Reading text:
──────────
Intel Talks 1000-Core Processors
angry tapir writes "An experimental Intel chip shows the feasibility of building processors with 1,000 cores, an Intel researcher has asserted. The architecture for the Intel 48-core Single Chip Cloud Computer processor is 'arbitrarily scalable,' according to Timothy Mattson. 'This is an architecture that could, in principle, scale to 1,000 cores,' he said. 'I can just keep adding, adding, adding cores.'"
Are they trying to reinvent Transputer? :)
But yes, I am happy to see Intel pushing it forward!
Paul B.
Having been in attendance of this presentation at Supercomputing 2010, for once I can say without a doubt that the article captured the essence of reality. The only part it left out is that the interconnect between all the processing elements uses significantly less energy than that of the previous 80-core chip; I think the figure was around 10% of chip power for the 48-core, and 30% for the 80-core. Oh, and MPI over TCP/IP was faster than the native message passing scheme for large messages.
given that for years GPU's have hand hundreds of processors (the power of CUDA is awesome!) this is long over due by lazy CPU designers like Intel....
This just goes to show that if you care about having a future career (or even just continuing with your existing one) in programming, Learn a functional language NOW!
I dream of a nation where a man is not judged by his skin color but by an number assigned by a credit rating agency.
Why? :) I know. meme. It's just, I've built a couple Beowulf clusters for fun, and didn't have an application written to use MPI (or any of the alphabet soup of protocols), so it was just an exercise, not for any practical use. It's not like most of us are crunching numbers hard enough to need one, and it won't help out playing games or even building kernels.
──────────
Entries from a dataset
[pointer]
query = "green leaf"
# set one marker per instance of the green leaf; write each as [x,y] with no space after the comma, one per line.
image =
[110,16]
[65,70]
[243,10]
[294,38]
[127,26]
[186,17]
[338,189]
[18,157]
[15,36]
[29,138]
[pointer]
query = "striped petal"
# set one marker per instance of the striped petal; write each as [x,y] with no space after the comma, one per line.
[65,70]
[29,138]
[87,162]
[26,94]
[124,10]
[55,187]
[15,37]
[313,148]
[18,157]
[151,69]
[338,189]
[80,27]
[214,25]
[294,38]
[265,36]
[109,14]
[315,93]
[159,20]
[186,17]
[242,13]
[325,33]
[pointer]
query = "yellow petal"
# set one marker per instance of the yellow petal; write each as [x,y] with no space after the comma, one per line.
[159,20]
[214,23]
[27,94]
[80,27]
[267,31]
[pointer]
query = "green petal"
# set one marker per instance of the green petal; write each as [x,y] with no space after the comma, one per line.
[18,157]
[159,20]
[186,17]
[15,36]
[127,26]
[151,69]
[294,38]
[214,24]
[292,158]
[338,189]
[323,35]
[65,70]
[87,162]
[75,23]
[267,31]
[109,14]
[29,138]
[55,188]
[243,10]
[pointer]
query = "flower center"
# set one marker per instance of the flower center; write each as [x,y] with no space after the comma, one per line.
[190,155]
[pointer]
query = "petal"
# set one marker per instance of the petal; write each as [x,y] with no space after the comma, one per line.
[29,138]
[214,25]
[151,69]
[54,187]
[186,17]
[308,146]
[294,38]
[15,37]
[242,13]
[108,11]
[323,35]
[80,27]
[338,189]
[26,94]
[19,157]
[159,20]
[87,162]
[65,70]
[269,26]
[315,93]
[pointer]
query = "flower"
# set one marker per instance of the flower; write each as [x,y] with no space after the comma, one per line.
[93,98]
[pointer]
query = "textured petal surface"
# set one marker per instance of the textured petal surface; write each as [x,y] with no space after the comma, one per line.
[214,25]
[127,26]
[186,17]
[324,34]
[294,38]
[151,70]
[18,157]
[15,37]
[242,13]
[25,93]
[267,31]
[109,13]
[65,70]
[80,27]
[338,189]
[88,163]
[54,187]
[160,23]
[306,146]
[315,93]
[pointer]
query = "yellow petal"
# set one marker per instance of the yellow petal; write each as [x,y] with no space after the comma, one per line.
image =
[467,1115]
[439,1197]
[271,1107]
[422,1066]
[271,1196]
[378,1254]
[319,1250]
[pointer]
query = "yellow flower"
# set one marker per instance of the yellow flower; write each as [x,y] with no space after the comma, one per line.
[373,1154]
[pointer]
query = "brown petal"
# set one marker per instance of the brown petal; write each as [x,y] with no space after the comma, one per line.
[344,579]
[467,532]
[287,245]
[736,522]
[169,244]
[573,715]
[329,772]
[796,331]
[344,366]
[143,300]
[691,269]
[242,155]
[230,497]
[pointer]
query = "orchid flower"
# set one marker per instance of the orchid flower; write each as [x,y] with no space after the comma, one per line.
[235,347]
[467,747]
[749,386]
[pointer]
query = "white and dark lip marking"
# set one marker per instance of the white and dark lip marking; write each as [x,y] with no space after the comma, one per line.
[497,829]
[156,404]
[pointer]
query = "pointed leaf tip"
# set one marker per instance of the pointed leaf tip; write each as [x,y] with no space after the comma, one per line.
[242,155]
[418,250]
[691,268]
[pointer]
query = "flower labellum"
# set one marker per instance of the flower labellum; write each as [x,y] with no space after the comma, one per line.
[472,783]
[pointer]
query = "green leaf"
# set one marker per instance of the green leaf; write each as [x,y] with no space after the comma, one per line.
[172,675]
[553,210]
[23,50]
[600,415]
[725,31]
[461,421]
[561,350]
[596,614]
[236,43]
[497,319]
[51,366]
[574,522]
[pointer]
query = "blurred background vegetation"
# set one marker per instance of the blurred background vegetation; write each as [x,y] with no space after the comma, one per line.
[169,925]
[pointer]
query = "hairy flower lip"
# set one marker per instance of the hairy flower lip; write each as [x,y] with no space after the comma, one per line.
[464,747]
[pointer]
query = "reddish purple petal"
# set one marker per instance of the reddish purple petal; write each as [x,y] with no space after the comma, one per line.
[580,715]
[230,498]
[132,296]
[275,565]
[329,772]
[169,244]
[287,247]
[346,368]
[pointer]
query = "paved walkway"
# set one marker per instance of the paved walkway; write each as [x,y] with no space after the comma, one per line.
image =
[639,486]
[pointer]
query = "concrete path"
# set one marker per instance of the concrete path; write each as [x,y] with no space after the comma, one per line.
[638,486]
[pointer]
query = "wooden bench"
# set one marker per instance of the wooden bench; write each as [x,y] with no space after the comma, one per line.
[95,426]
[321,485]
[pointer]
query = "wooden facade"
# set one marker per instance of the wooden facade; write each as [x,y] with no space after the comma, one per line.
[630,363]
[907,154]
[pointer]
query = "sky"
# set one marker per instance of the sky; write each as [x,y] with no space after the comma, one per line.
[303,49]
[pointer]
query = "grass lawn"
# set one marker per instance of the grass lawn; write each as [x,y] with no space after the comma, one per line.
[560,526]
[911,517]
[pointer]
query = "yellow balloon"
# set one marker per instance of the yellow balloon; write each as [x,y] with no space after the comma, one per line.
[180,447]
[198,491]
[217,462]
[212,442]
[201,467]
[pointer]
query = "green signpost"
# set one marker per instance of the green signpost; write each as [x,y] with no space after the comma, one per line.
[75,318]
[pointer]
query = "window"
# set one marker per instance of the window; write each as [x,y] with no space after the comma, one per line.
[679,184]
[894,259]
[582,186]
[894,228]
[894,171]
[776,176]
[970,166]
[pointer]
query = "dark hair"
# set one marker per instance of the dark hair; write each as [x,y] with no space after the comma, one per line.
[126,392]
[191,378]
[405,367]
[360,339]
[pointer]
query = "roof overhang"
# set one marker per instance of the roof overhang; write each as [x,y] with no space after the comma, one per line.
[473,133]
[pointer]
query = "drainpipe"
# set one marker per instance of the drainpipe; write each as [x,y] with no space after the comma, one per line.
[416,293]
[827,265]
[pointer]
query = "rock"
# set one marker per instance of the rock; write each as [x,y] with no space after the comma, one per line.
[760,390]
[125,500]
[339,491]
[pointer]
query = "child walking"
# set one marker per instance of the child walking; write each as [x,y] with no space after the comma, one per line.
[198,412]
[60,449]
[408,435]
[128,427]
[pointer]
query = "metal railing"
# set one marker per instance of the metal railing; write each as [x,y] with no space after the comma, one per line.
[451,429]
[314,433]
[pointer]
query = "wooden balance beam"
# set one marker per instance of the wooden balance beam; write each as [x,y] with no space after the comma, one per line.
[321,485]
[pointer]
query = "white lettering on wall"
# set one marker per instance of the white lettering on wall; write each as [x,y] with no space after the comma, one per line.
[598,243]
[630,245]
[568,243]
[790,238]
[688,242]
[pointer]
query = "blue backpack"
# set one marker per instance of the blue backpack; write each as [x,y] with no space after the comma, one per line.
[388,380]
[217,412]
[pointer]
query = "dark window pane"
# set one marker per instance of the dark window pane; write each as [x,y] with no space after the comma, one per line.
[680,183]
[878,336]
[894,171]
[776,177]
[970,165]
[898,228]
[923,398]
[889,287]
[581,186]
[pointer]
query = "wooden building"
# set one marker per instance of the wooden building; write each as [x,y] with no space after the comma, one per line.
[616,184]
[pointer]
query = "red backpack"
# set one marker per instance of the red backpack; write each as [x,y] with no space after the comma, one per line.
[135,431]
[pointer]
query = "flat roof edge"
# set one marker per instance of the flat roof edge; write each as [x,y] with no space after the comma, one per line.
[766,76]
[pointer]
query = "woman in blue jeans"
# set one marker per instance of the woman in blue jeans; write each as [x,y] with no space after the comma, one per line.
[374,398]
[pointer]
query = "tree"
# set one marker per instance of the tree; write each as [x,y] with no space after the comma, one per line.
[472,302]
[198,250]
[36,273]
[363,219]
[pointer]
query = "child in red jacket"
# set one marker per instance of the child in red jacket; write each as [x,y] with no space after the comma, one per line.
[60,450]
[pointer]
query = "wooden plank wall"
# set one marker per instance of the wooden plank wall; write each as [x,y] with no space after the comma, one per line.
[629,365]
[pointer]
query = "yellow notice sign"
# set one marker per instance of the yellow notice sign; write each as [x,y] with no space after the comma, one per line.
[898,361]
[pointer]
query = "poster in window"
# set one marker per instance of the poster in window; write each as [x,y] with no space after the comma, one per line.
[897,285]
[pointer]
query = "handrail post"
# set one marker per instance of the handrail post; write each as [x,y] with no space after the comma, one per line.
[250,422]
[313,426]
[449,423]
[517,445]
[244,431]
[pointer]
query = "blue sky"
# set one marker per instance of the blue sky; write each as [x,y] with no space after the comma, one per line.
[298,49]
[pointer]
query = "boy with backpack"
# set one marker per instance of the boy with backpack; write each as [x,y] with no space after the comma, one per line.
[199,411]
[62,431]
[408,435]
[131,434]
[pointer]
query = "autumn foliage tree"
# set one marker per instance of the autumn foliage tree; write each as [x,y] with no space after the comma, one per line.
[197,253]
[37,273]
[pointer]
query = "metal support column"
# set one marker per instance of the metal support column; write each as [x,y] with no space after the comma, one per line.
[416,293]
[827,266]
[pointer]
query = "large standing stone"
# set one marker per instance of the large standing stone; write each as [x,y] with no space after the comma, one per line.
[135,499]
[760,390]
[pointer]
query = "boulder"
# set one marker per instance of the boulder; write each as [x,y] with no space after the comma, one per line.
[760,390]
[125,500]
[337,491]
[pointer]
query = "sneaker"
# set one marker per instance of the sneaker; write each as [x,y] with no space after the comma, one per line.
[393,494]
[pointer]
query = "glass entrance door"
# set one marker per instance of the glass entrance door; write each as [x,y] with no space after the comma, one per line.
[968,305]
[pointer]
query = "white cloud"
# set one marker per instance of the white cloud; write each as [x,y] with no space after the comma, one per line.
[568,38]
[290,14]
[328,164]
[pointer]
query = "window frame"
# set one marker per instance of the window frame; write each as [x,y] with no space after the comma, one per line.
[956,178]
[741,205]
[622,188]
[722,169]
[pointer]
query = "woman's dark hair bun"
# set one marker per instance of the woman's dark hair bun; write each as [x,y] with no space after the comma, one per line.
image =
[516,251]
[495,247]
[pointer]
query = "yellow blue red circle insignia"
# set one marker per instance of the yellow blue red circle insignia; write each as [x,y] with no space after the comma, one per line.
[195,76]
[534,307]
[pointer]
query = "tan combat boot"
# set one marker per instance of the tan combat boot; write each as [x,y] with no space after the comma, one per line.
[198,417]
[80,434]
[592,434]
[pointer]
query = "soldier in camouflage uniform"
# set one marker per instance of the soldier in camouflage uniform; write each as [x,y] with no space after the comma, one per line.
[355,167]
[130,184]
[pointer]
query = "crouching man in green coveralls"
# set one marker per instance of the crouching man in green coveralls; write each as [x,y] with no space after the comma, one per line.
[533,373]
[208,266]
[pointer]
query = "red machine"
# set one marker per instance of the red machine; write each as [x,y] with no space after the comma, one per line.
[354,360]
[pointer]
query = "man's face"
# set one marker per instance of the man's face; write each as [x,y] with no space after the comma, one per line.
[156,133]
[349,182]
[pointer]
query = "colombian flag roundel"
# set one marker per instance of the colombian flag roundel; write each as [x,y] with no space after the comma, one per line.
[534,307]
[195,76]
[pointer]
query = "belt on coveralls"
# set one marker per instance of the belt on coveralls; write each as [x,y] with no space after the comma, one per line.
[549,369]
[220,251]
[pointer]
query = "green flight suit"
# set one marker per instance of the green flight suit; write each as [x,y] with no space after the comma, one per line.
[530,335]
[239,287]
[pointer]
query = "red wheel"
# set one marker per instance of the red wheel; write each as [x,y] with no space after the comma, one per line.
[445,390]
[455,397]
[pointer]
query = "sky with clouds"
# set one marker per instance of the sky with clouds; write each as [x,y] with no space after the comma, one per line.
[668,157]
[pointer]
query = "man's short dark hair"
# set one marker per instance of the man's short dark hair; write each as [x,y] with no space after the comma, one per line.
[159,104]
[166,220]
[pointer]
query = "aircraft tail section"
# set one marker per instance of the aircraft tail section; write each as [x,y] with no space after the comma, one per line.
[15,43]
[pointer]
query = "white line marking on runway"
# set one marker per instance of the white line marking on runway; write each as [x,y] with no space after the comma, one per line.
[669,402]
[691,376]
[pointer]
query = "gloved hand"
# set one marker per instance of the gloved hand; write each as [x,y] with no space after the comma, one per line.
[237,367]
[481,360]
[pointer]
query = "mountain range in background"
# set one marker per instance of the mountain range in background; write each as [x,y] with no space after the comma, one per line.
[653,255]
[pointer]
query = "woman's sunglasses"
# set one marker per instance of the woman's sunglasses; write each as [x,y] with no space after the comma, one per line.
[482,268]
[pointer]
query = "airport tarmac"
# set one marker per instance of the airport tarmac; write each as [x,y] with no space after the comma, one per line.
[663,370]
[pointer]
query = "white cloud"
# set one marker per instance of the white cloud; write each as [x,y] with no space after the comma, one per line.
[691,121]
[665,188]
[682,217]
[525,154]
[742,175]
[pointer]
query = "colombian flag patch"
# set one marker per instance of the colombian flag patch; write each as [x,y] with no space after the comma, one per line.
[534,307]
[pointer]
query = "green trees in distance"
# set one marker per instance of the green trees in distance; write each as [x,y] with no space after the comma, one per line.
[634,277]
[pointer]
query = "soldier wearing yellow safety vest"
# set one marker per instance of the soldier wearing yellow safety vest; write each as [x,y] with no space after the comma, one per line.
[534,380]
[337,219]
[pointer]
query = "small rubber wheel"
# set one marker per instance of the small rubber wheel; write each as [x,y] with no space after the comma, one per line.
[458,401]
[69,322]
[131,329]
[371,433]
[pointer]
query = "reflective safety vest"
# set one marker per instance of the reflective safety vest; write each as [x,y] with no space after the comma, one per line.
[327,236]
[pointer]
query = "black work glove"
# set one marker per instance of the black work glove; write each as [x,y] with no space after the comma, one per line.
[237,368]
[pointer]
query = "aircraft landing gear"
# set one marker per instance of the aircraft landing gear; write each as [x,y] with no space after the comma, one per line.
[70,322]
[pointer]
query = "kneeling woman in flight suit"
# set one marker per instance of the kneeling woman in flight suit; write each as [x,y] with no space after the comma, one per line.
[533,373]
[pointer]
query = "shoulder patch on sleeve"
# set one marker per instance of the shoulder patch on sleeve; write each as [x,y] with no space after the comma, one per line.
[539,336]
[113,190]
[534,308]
──────────
What is asked:
1) List every core count the Intel thread gives as a number for a processor.
2) Extract from the Intel thread the part that opens with the words containing "Intel Talks 1000-Core" and closes with "reinvent Transputer? :)".
3) Answer these questions using the Intel thread:
(a) Which Intel researcher is quoted on the chip's scalability?
(b) At which event did one commenter attend the presentation?
(c) What did one commenter build for fun?
These rows were taken from a different source than the text.

Solutions per task:
1) 1,000; 48; 80

2)
Intel Talks 1000-Core Processors
angry tapir writes "An experimental Intel chip shows the feasibility of building processors with 1,000 cores, an Intel researcher has asserted. The architecture for the Intel 48-core Single Chip Cloud Computer processor is 'arbitrarily scalable,' according to Timothy Mattson. 'This is an architecture that could, in principle, scale to 1,000 cores,' he said. 'I can just keep adding, adding, adding cores.'"
Are they trying to reinvent Transputer? :)

3)
(a) Timothy Mattson
(b) Supercomputing 2010
(c) A couple of Beowulf clusters